→ Testo:
Ma il vero colpo di scena arriva con il manuale di scrittura creativa scritto a quattro mani con Rita Angelelli: “Goffaggini erotiche e involuzioni prosaiche – Elementi di stile per novelli scrittori di letteratura erotica”. Un titolo che promette scintille e mantiene ogni parola. Perché, diciamocelo, scrivere scene hot senza scivolare in comicità involontaria o catastrofi grammaticali richiede più abilità di quante se ne immaginino… anche nel campo della meccanica.

Non paga di tutto questo, Maria Grazia ha curato tre antologie di fantascienza, tradotto dodici libri e persino pubblicato un libro di cucina per Le Mezzelane Casa Editrice. Perché, in fondo, che si tratti di piatti succulenti o trame piccanti, l’importante è lasciare il lettore con l’acquolina in bocca.

Oggi ci racconta il suo viaggio tra parole e passioni, tra errori stilistici e picchi di creatività, pronta a svelarci i segreti per scrivere scene d’amore senza inciampare in metafore imbarazzanti o finali troppo approssimativi. Allacciate le cinture (e magari anche il grembiule), l’intervista sta per iniziare!

1) C’è stato un libro o un autore che ha influenzato particolarmente il tuo lavoro?
C’è un libro dello scrittore francese Raymond Queneau che si intitola “Esercizi di stile”. Si tratta di una semplice storia, narrata 99 volte in 99 modi diversi: cambi di punti di vista, di stile, di linguaggio, usando tutti i tipi di metafora possibili e immaginabili, e persino l’enigmistica. Già così è materia esplosiva, soprattutto per una che a sei anni si divertiva col Piccolo chimico. Il fatto, però, è che io non so il francese, quindi l’ho letto in traduzione. Traduzione fatta nientepopodimeno che da Umberto Eco. E lì l’esplosione è diventata fungo atomico. Perché quella di Eco non è una traduzione – e d’altra parte non poteva esserlo – ma una reinvenzione. Se uno cerca le 99 storie di Quineau parola per parola, non le troverà in Eco, ma ci troverà l’essenza e lo scopo. Insomma, gli “Esercizi di stile” di Quineau/Eco sono stati la chiave per capire come davvero funziona il lavoro di traduttore – che non è un semplice traspositore di parole – e mi ha detto molto sul lavoro di editor. E se a qualcuno si accende una lampadina riguardo al titolo di un certo manualetto… ebbene sì, è una citazione.

→ Consegna scritta a: Nei record, riscriva tutto, dalla riga che contiene "Note to the class: we label each instance of the distant" fino alla riga che contiene "pixel 314 50", sostituendo "mountain" con "hill" e lasciando invariato ogni altro elemento.
I record riportati di seguito non hanno alcuna attinenza con il testo.

→ Dati dell'esercizio:
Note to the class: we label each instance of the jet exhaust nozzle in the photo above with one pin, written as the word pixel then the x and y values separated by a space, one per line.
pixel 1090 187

...

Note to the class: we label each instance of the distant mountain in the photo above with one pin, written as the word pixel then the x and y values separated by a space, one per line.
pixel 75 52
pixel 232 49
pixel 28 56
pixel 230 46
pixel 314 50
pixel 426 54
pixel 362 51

→ Consegna scritta b: Elenchi le attività che il testo attribuisce a Maria Grazia nella frase che inizia con "Non paga di tutto questo".

→ Soluzione svolta a:
Note to the class: we label each instance of the distant hill in the photo above with one pin, written as the word pixel then the x and y values separated by a space, one per line.
pixel 75 52
pixel 232 49
pixel 28 56
pixel 230 46
pixel 314 50

→ Soluzione svolta b:
- Ha curato tre antologie di fantascienza.
- Ha tradotto dodici libri.
- Ha pubblicato un libro di cucina per Le Mezzelane Casa Editrice.